= Exercise aim =
Rewrite the lines of the records below, replacing "drop a point" with "place a marker" wherever it occurs and leaving everything else unchanged. Omit the pictures from your answer.
___ Raw records ___
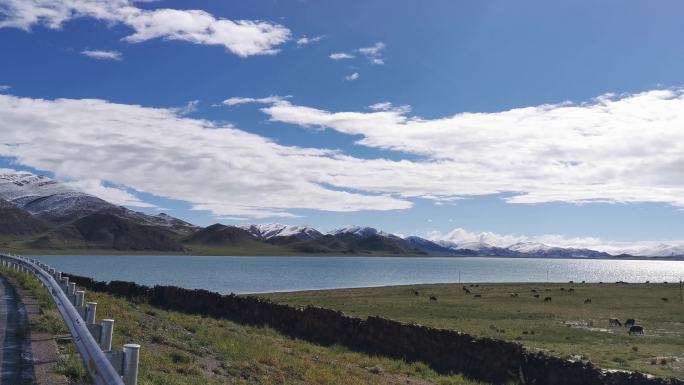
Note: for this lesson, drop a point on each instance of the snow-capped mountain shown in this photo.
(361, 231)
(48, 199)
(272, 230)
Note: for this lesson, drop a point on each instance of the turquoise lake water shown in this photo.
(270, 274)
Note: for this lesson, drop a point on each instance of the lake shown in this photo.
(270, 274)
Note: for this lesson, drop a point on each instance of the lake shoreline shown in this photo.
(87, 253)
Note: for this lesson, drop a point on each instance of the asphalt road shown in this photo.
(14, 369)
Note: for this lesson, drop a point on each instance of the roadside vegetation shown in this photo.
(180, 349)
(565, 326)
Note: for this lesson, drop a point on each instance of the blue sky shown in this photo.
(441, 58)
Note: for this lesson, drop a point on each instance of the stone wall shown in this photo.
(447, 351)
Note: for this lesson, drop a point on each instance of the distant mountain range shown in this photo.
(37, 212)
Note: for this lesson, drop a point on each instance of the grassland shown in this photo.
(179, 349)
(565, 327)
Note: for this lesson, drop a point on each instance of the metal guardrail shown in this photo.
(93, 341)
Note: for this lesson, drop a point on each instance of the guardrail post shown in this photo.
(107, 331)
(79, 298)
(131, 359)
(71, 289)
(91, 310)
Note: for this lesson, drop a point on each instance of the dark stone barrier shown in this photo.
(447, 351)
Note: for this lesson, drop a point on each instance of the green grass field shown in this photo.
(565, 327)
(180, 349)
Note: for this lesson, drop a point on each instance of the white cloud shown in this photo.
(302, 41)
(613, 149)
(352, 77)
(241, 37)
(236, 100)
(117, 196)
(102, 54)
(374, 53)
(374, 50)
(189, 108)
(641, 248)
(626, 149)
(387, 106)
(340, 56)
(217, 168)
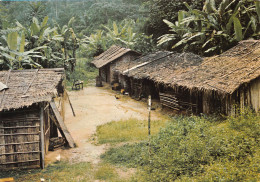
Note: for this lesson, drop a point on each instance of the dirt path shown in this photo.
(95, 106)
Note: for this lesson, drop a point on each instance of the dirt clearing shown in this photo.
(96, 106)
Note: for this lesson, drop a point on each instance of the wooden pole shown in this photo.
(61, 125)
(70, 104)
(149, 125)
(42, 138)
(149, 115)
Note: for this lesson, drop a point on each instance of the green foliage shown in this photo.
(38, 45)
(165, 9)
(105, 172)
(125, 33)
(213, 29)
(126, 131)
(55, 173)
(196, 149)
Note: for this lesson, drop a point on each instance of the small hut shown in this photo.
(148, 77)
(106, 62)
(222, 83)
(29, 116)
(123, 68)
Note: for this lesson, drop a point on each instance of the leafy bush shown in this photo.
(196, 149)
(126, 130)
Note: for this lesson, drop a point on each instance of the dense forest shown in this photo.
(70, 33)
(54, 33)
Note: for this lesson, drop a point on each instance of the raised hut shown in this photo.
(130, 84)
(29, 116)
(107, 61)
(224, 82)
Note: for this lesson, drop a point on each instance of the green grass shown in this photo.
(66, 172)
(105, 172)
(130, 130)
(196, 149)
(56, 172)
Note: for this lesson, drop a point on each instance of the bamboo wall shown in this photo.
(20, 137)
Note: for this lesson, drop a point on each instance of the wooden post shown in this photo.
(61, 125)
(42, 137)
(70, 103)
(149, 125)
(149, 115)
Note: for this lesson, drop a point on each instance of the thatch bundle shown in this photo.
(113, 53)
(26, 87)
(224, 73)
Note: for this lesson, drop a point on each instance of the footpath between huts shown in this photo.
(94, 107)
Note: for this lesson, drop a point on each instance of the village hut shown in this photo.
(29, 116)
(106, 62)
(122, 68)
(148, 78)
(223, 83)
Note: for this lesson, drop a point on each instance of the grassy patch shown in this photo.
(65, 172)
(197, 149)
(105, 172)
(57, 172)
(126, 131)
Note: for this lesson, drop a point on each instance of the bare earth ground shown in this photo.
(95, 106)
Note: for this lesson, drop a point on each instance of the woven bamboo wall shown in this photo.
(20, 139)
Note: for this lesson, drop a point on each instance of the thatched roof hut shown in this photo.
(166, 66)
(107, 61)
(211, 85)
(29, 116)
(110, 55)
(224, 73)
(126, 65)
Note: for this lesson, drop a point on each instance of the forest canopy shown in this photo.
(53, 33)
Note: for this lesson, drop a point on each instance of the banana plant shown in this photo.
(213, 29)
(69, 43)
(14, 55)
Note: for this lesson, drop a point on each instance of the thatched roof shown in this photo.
___
= Answer to the exercise =
Note: for this lesson, place a marker on each instance of the snow-capped mountain shown in this photo.
(361, 231)
(48, 199)
(272, 230)
Note: for this lesson, place a marker on each instance of the turquoise lake water shown in this photo.
(270, 274)
Note: for this lesson, place a marker on each instance of the lake shown in this photo.
(270, 274)
Note: for this lesson, place a marker on each instance of the lake shoreline shown in this photo.
(87, 253)
Note: for this lesson, place a marker on each instance of the asphalt road shown in this photo.
(14, 369)
Note: for this lesson, place a marker on each instance of the roadside vegetation shown in this photo.
(180, 349)
(565, 326)
Note: for this lesson, place a marker on each instance of the blue sky shown in this photo.
(441, 58)
Note: for this lesson, place a marker on each instance of the stone wall shown in this photo.
(447, 351)
Note: for this lesson, place a marker on each instance of the distant mountain range shown in this photo.
(37, 212)
Note: for this lesson, place a marker on each instance of the grassland shown in this photo.
(179, 349)
(565, 327)
Note: for this lesson, place a marker on each instance of the metal guardrail shown in this photo.
(93, 341)
Note: for this lesson, place a marker on each instance of the guardrail post shown in this photo.
(107, 331)
(79, 298)
(131, 359)
(71, 289)
(91, 310)
Note: for this lesson, place a marker on each instance of the dark stone barrier shown in this photo.
(447, 351)
Note: for this lesson, place a marker on each instance of the green grass field shown in this photo.
(565, 327)
(180, 349)
Note: for this lesson, place a marker on each instance of the white cloud shown in this photo.
(302, 41)
(613, 149)
(352, 77)
(241, 37)
(236, 100)
(117, 196)
(102, 54)
(374, 53)
(374, 50)
(189, 108)
(641, 248)
(626, 149)
(387, 106)
(340, 56)
(217, 168)
Note: for this lesson, place a marker on each instance of the dirt path shown in this photo.
(95, 106)
Note: for this lesson, place a marker on each instance of the dirt clearing shown in this photo.
(96, 106)
Note: for this lesson, place a marker on each instance of the wooden pole shown in this photo.
(61, 125)
(70, 104)
(149, 125)
(42, 138)
(149, 115)
Note: for this lesson, place a marker on each instance of the green foliage shown in this photo.
(38, 45)
(165, 9)
(105, 172)
(125, 33)
(213, 29)
(126, 131)
(55, 173)
(196, 149)
Note: for this lesson, place a marker on each instance of the small hut shown in this photo.
(148, 77)
(106, 62)
(222, 83)
(29, 116)
(123, 68)
Note: for this lesson, place a marker on each instance of the leafy bush shown in this photo.
(196, 149)
(126, 130)
Note: for this lesson, place a marker on each instance of the dense forest shown in this photo.
(70, 33)
(54, 33)
Note: for this lesson, place a marker on each instance of the raised hut shown in this photo.
(130, 84)
(29, 116)
(107, 61)
(224, 82)
Note: for this lesson, place a marker on each instance of the green grass shown in this photo.
(66, 172)
(105, 172)
(130, 130)
(196, 149)
(56, 172)
Note: for this lesson, place a marker on each instance of the bamboo wall shown in this photo.
(20, 137)
Note: for this lesson, place a marker on each instance of the wooden post shown in this photo.
(61, 125)
(42, 137)
(70, 103)
(149, 125)
(149, 115)
Note: for this lesson, place a marker on each instance of the thatch bundle shown in this photo.
(113, 53)
(26, 87)
(224, 73)
Note: for this lesson, place a marker on each instance of the footpath between huts shown in this photo.
(94, 107)
Note: for this lesson, place a marker on each instance of the village hut shown in this photo.
(29, 116)
(106, 62)
(122, 68)
(148, 78)
(223, 83)
Note: for this lesson, place a marker on each instance of the grassy patch shown in this photo.
(65, 172)
(197, 149)
(105, 172)
(57, 172)
(126, 131)
Note: for this lesson, place a marker on each instance of the bare earth ground shown in this photo.
(95, 106)
Note: for this lesson, place a marker on each instance of the woven bamboo wall shown in this photo.
(20, 139)
Note: for this lesson, place a marker on each instance of the thatched roof hut shown in this photo.
(166, 66)
(107, 61)
(211, 85)
(29, 116)
(110, 55)
(224, 73)
(126, 65)
Note: for this lesson, place a marker on each instance of the forest canopy shown in this photo.
(53, 33)
Note: for this lesson, place a marker on each instance of the banana plant shown in this photo.
(213, 29)
(69, 43)
(14, 55)
Note: for this lesson, place a marker on each instance of the thatched roof shown in this photo.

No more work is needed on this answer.